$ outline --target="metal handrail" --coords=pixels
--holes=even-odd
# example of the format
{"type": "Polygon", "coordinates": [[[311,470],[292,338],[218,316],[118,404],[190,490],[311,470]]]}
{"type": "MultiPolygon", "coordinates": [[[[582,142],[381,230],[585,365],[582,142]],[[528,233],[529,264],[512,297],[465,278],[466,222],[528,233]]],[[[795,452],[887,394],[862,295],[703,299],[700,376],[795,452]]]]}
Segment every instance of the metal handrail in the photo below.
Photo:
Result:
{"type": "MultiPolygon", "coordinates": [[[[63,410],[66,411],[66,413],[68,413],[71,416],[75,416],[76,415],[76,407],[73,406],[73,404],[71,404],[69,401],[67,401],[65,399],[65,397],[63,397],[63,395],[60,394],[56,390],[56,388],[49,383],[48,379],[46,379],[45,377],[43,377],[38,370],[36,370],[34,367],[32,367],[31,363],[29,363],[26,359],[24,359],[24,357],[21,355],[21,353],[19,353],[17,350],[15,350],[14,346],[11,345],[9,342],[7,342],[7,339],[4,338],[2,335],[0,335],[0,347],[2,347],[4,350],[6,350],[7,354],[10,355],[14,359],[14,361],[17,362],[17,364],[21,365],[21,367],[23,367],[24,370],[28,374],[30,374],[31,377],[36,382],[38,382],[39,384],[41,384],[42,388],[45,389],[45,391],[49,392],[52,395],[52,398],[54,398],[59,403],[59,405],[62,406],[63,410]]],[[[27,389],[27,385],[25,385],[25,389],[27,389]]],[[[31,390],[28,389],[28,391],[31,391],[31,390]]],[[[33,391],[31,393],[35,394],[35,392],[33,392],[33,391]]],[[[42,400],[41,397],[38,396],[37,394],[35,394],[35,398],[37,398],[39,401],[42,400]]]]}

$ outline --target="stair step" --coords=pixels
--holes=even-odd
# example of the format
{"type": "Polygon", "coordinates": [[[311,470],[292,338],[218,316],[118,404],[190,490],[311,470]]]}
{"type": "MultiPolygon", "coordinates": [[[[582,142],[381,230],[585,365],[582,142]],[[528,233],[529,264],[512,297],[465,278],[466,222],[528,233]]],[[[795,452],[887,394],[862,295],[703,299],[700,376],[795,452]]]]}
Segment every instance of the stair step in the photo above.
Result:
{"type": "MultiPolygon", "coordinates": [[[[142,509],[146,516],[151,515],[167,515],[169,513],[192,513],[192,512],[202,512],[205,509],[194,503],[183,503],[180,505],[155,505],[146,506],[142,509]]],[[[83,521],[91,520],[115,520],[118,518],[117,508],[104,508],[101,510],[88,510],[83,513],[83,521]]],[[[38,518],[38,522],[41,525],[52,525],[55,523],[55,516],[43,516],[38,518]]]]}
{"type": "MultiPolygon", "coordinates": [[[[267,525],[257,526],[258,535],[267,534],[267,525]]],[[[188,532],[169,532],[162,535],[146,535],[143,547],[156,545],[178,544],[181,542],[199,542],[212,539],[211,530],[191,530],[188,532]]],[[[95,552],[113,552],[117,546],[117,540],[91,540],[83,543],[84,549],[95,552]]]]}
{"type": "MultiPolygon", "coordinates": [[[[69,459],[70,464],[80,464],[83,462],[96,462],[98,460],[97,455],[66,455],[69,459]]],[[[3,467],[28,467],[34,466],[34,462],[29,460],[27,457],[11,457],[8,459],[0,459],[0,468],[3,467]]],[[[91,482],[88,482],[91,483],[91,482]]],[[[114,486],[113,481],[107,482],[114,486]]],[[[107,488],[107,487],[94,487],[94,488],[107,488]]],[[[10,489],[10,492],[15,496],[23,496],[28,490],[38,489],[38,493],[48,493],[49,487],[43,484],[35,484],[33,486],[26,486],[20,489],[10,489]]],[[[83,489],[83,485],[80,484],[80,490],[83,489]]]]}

_WHAT IS NEEDED_
Working from the listing, state how many lines include "coords". The reply must be that number alone.

_SOLUTION_
2